«Ho perso troppe cose belle È tutta colpa dell’anoressia»

Il racconto di Gioia 1980, una donna che combatte da 18 anni una battaglia contro la malattia

di Patrizia Todesco

Tutto è iniziato con una banale dieta perché sua sorella era più magra e lei la vedeva bellissima. Settimana dopo settimana la dieta e il peso hanno iniziato però a diventare un’ossessione fino alla diagnosi: anoressia. Gioia 1980, così vuole chiamarsi questa donna, all’epoca aveva appena 18 anni. Oggi ne ha 36, e tuttora, purtroppo, deve fare i conti con questo enorme problema che condiziona pesantemente la sua vita.

Eppure questa donna vuole gridare a gran voce la voglia di farcela e rincuorare le persone che, nella sua stessa situazione, dicono di voler mollare. «Sono arrivata a pesare 34 chili per 164 centimetri di altezza. Ora va un po’ meglio, sono 50 chili, e sto cercando di riprendermi alimentandomi un po’ di più, anche perché so che è l’unico modo per sopravvivere».

Eppure mangiare è un qualcosa che per questa donna non è ancora un gesto naturale. Riuscire a mandare giù 30 grammi di riso, per lei, può voler dire non mangiare più nulla per due giorni perché quel quantitativo, per il suo stomaco ridotto, è già troppo.

Dopo un ricovero in ospedale, nonostante il fisico debilitato che al momento le impedisce di andare a lavorare, questa donna ha molte speranze. C’è un compagno con il quale vuole costruire un futuro. C’è l’estrema determinazione a non far vincere la malattia. C’è la voglia di godersi la vita.

«Urlo che ce la possiamo fare perché vedo attorno a me persone che si stanno arrendendo. Una mia amica, ad esempio, sta combattendo l’anoressia da 5 anni, ha due bambini, ma dice di non farcela più. Io invece dico che dobbiamo reagire».

E per questo ha scritto una lettera. «Cara anoressia - scrive - a volte ci penso, tu cosa mi stai dando? E cosa mi hai dato? Mi hai fatto perdere tante cose belle della vita. Mi hai fatto perdere tempo che potevo passare in famiglia, con amici. Attimi in cui potevo essere altrove, magari in giro per il mondo. Invece no, mi hai tenuta lontana dalle braccia delle persone che amavo e che amo. Mi ha fatto perdere tante emozioni. Se solo riuscissi a pensare meno al mio aspetto esterno, se mi accettassi per come sono, se fossi priva di quel desiderio che spinge ad avere sempre di più da ogni cosa... quanta gioia avrei intorno».
Il ragionamento della ragazza è lucido, toccante, elaborato da una persona che vorrebbe tanto essere serena ma che ancora non è riuscita nell’obiettivo.
* * *
COMPITI DA SVOLGERE –
a: Nell'articolo su Gioia 1980, riscrivi tutto da "E per questo" fino a "è riuscita nell’obiettivo.", mettendo "casa" al posto di "famiglia".
b: Rispondi in breve a queste domande sull'articolo su Gioia 1980:
(i) Quanti anni aveva la donna all'epoca della diagnosi?
(ii) Quanti chili pesa ora?
(iii) Da quanti anni la sua amica combatte l'anoressia?

Estratti dal dataset
* * *
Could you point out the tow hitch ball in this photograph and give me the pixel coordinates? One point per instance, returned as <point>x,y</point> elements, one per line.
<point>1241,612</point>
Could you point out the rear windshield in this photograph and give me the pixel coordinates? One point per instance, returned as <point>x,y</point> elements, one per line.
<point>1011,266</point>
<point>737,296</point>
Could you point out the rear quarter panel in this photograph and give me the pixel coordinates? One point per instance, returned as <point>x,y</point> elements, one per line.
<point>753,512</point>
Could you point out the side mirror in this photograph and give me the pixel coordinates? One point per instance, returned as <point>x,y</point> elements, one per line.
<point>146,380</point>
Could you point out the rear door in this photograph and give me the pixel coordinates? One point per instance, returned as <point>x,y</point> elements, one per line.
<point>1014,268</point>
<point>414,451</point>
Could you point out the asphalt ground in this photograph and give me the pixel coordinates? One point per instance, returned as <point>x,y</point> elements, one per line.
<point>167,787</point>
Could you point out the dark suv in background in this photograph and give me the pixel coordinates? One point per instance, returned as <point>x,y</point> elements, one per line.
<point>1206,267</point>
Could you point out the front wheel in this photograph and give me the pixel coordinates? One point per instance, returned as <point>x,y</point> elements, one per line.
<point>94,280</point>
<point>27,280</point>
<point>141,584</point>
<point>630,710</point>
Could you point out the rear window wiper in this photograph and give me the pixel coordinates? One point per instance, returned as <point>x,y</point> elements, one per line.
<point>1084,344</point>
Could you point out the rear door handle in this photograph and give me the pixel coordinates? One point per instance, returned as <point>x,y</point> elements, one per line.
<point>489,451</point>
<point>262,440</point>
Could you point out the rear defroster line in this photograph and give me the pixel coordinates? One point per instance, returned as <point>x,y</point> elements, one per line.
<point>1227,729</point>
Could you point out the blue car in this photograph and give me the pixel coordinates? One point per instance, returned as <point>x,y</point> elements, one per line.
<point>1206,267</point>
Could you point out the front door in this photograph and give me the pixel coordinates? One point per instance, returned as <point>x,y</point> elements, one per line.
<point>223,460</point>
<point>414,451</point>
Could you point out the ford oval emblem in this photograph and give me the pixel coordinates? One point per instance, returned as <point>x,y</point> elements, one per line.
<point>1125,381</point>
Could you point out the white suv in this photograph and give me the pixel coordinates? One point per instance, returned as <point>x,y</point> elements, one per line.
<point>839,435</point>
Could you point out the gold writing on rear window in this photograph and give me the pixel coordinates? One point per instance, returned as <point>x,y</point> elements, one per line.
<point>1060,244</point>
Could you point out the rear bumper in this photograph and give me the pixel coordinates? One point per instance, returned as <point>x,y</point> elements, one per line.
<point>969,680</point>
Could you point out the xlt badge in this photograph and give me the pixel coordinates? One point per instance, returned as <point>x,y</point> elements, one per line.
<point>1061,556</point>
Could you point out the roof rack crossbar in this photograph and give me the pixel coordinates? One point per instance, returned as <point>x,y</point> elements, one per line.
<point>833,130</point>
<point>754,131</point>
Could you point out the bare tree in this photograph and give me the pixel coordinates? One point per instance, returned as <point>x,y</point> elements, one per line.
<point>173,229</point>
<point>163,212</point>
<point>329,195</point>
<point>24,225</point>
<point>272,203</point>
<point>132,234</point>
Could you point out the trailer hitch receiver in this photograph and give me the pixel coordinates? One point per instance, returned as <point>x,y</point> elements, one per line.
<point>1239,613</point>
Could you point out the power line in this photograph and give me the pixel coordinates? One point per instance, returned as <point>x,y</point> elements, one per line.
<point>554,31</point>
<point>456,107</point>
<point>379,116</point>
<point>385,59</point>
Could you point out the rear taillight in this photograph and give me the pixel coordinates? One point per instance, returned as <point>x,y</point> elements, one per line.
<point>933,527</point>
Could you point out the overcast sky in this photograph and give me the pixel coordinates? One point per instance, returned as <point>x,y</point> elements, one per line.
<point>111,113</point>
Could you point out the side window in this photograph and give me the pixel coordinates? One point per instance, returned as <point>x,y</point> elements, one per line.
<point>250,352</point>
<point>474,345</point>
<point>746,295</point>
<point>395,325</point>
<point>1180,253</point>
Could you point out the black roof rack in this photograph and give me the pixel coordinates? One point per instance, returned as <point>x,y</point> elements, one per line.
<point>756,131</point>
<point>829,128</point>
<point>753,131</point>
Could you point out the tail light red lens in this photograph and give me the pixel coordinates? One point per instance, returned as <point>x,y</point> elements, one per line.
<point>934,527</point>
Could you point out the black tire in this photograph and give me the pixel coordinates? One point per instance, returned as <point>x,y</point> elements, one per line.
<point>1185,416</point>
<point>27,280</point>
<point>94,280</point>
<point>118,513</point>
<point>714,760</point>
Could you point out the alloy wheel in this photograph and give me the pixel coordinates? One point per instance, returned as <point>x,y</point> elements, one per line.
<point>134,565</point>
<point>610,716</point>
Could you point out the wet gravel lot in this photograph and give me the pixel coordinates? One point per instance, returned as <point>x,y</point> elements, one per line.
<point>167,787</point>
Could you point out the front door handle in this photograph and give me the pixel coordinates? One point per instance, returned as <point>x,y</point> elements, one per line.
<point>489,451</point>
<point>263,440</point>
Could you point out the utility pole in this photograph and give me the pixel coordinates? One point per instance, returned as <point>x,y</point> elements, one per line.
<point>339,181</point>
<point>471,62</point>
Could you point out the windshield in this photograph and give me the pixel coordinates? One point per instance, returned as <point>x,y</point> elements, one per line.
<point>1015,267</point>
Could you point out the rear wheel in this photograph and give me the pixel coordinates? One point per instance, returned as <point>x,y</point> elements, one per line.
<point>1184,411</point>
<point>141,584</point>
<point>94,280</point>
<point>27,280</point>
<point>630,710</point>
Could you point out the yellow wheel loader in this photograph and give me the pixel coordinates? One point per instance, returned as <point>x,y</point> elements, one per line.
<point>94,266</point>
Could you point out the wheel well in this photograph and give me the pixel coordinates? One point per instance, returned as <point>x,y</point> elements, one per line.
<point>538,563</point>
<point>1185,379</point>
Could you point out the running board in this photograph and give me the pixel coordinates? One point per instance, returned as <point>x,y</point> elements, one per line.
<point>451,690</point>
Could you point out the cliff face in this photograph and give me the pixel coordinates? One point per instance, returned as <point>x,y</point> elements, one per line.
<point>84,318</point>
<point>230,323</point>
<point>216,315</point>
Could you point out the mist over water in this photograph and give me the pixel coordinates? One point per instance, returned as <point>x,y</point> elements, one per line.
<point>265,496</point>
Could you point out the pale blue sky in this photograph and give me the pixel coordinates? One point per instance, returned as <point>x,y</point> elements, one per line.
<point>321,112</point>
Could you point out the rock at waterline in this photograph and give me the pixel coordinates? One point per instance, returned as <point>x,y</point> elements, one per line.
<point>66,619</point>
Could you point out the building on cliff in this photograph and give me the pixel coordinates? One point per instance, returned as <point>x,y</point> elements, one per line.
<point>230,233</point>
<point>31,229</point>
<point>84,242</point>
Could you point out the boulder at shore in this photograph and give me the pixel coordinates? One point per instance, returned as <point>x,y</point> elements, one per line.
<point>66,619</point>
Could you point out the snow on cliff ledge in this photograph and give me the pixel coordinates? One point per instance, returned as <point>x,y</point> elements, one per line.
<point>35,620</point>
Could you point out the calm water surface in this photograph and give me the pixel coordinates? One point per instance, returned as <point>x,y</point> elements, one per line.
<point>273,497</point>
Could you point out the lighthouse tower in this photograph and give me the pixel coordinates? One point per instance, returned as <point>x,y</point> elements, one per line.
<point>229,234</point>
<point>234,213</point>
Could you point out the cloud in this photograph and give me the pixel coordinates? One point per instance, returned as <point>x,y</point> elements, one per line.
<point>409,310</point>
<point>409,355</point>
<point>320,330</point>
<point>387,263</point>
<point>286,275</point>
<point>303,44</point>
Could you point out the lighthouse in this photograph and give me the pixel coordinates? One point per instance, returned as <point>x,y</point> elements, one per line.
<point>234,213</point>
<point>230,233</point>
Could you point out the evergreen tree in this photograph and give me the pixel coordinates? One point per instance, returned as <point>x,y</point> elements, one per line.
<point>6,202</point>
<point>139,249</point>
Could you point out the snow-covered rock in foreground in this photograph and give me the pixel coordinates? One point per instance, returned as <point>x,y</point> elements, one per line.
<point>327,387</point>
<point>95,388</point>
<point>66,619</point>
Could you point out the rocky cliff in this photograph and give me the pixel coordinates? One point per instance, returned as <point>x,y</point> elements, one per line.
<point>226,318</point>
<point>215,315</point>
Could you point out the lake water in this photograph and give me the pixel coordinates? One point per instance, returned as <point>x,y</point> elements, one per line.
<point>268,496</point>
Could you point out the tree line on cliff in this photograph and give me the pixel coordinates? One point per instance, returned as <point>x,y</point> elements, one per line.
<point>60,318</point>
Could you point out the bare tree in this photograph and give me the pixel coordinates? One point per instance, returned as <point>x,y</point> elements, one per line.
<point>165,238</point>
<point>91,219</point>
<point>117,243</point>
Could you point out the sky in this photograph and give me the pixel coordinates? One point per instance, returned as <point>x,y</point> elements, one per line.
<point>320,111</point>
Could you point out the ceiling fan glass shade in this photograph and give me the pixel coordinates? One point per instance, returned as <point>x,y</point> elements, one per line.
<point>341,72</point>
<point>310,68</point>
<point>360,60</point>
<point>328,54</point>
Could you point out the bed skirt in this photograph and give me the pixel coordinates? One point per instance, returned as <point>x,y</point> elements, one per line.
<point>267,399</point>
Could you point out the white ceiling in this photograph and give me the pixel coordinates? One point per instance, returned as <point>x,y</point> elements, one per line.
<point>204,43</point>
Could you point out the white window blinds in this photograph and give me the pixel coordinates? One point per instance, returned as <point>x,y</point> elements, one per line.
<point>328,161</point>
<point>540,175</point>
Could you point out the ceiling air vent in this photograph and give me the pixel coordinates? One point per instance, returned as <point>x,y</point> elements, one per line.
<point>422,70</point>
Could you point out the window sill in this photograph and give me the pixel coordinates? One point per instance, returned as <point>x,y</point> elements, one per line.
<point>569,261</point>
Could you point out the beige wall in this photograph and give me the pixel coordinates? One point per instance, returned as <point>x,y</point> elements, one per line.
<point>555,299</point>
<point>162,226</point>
* * *
RISPOSTE IN ORDINE –
a:
E per questo ha scritto una lettera. «Cara anoressia - scrive - a volte ci penso, tu cosa mi stai dando? E cosa mi hai dato? Mi hai fatto perdere tante cose belle della vita. Mi hai fatto perdere tempo che potevo passare in casa, con amici. Attimi in cui potevo essere altrove, magari in giro per il mondo. Invece no, mi hai tenuta lontana dalle braccia delle persone che amavo e che amo. Mi ha fatto perdere tante emozioni. Se solo riuscissi a pensare meno al mio aspetto esterno, se mi accettassi per come sono, se fossi priva di quel desiderio che spinge ad avere sempre di più da ogni cosa... quanta gioia avrei intorno».
Il ragionamento della ragazza è lucido, toccante, elaborato da una persona che vorrebbe tanto essere serena ma che ancora non è riuscita nell’obiettivo.

b:
(i) 18 anni.
(ii) 50 chili.
(iii) Da 5 anni.